(Given request)
Copy all of the items below word for word, but leave out the pictures.

# # # # #

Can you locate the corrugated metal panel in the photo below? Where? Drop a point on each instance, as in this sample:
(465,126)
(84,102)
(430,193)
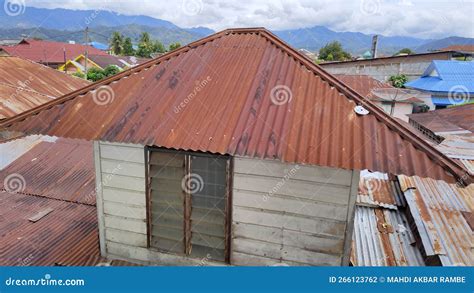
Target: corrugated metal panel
(13,149)
(69,234)
(377,192)
(215,95)
(382,237)
(436,208)
(48,52)
(63,169)
(25,85)
(457,118)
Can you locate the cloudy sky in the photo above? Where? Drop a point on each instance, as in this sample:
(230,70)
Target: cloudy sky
(420,18)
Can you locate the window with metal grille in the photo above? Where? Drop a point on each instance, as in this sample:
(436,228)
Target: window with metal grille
(188,203)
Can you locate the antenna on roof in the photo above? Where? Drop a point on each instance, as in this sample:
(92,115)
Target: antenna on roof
(374,46)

# # # # #

(Solved problem)
Can you locate the corrugated metal panel in the photo below? Where? Drop a point on each instance, as in this sample:
(465,126)
(84,102)
(430,193)
Target: corrugated metal panel
(13,149)
(69,234)
(377,192)
(215,95)
(382,237)
(436,208)
(48,52)
(63,169)
(25,85)
(457,118)
Can you locate the cloudy sky in the photo above? Where? Drop a point on each instance, as in this sample:
(230,70)
Target: cloudy sky
(420,18)
Can you locate the window with metal grille in the photo above? Where? Drop a point on each instance, as in this sample:
(436,228)
Target: window with metal grille
(188,203)
Can you locate the antenna on roof in the photo above? Where? Drop a point on each instance, as in this sample:
(92,115)
Target: antenna on roof
(374,46)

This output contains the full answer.